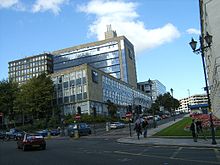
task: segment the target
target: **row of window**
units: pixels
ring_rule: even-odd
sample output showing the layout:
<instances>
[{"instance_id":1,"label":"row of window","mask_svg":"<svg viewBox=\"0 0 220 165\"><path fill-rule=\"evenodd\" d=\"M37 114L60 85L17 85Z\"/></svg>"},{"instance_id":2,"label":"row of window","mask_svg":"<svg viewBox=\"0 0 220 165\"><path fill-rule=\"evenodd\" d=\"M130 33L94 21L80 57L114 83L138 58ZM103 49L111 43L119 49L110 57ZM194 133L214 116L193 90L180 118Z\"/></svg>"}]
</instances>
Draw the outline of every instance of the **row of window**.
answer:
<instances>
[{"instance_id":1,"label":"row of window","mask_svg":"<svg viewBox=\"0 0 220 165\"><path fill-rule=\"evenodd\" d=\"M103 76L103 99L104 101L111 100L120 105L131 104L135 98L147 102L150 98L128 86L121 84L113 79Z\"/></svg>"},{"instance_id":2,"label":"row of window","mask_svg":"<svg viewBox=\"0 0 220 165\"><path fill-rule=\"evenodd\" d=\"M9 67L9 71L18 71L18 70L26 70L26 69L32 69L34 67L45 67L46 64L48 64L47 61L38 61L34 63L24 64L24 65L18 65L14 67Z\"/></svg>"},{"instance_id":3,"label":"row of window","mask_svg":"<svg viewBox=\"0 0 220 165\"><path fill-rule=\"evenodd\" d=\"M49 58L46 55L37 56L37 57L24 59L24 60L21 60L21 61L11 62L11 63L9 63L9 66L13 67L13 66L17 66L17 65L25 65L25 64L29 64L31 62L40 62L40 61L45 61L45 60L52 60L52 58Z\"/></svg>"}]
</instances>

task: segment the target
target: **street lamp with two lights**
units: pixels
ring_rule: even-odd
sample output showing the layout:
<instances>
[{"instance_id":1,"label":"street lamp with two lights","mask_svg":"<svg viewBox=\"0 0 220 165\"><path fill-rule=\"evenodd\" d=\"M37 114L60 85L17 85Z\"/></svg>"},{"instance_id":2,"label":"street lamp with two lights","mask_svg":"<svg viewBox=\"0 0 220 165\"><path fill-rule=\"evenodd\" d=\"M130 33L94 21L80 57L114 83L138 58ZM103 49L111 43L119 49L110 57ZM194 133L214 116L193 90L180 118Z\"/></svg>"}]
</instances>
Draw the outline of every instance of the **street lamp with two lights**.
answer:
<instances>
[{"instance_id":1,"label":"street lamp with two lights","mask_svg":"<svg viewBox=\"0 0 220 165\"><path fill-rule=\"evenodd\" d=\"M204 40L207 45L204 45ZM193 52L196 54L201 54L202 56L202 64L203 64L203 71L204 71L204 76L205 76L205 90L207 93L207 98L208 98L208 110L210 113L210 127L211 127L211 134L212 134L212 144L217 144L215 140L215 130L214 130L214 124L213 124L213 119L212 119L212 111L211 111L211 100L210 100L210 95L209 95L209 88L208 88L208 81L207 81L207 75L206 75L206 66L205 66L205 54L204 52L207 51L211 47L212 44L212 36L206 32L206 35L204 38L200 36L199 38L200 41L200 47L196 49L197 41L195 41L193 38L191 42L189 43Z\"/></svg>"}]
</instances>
========================================
#### EXERCISE REQUIREMENTS
Output every entry exactly as given; pictures are not part of the copy.

#### WRITTEN ANSWER
task: segment the target
target: **row of window**
units: pixels
ring_rule: even-odd
sample output showing the layout:
<instances>
[{"instance_id":1,"label":"row of window","mask_svg":"<svg viewBox=\"0 0 220 165\"><path fill-rule=\"evenodd\" d=\"M37 114L60 85L17 85Z\"/></svg>"},{"instance_id":2,"label":"row of window","mask_svg":"<svg viewBox=\"0 0 220 165\"><path fill-rule=\"evenodd\" d=\"M130 33L94 21L80 57L114 83L138 58ZM103 49L111 43L119 49L110 57ZM194 133L214 116L193 90L180 118Z\"/></svg>"}]
</instances>
Draw the outline of every instance of the **row of window**.
answer:
<instances>
[{"instance_id":1,"label":"row of window","mask_svg":"<svg viewBox=\"0 0 220 165\"><path fill-rule=\"evenodd\" d=\"M103 76L103 99L104 101L111 100L120 105L131 104L135 98L147 102L150 98L128 86L121 84L113 79Z\"/></svg>"},{"instance_id":2,"label":"row of window","mask_svg":"<svg viewBox=\"0 0 220 165\"><path fill-rule=\"evenodd\" d=\"M9 67L9 71L18 71L18 70L26 70L26 69L32 69L34 67L45 67L46 64L48 64L47 61L38 61L34 63L24 64L24 65L18 65L14 67Z\"/></svg>"},{"instance_id":3,"label":"row of window","mask_svg":"<svg viewBox=\"0 0 220 165\"><path fill-rule=\"evenodd\" d=\"M49 58L46 55L37 56L37 57L24 59L24 60L21 60L21 61L11 62L11 63L9 63L9 66L13 67L13 66L17 66L17 65L25 65L25 64L29 64L31 62L40 62L40 61L45 61L45 60L52 60L52 58Z\"/></svg>"}]
</instances>

task: segment the target
target: **street lamp with two lights**
units: pixels
ring_rule: even-odd
sample output showing the layout:
<instances>
[{"instance_id":1,"label":"street lamp with two lights","mask_svg":"<svg viewBox=\"0 0 220 165\"><path fill-rule=\"evenodd\" d=\"M37 114L60 85L17 85Z\"/></svg>"},{"instance_id":2,"label":"street lamp with two lights","mask_svg":"<svg viewBox=\"0 0 220 165\"><path fill-rule=\"evenodd\" d=\"M130 33L94 21L80 57L114 83L138 58ZM103 49L111 43L119 49L110 57ZM194 133L214 116L193 90L180 118Z\"/></svg>"}]
</instances>
Draw the outline of every instance of the **street lamp with two lights**.
answer:
<instances>
[{"instance_id":1,"label":"street lamp with two lights","mask_svg":"<svg viewBox=\"0 0 220 165\"><path fill-rule=\"evenodd\" d=\"M204 40L207 45L204 45ZM193 52L196 54L201 54L202 56L202 64L203 64L203 71L204 71L204 76L205 76L205 90L207 93L207 98L208 98L208 110L210 113L210 127L211 127L211 134L212 134L212 144L217 144L215 140L215 130L214 130L214 124L213 124L213 119L212 119L212 111L211 111L211 100L210 100L210 95L209 95L209 88L208 88L208 81L207 81L207 75L206 75L206 66L205 66L205 54L204 52L207 51L211 47L212 44L212 36L206 32L206 35L204 38L200 36L199 38L200 41L200 47L196 49L197 41L195 41L193 38L191 42L189 43Z\"/></svg>"}]
</instances>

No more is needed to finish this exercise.